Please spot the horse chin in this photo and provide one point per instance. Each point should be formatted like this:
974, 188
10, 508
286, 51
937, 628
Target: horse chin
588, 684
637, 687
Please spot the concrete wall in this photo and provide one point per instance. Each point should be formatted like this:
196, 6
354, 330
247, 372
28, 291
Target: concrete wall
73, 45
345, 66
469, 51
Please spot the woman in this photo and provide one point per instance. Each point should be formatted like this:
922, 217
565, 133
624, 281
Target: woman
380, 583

+===+

◆ What you need to do ◆
The full listing must be copied exactly, every line included.

◆ Result of the exercise ◆
Please spot the horse chin in this photo and provide one point per instance. Each point should be formatted like this:
974, 188
10, 508
286, 51
937, 628
Target: horse chin
588, 684
637, 687
Please spot the concrete wall in this photo and provide one point per instance. Each point should be formatted like this:
196, 6
354, 330
247, 372
28, 291
Target: concrete wall
73, 45
345, 66
469, 51
Please spot the woman in this photo and provide one point per instance. Each point should be formatted like this:
922, 217
565, 133
624, 281
Target: woman
380, 583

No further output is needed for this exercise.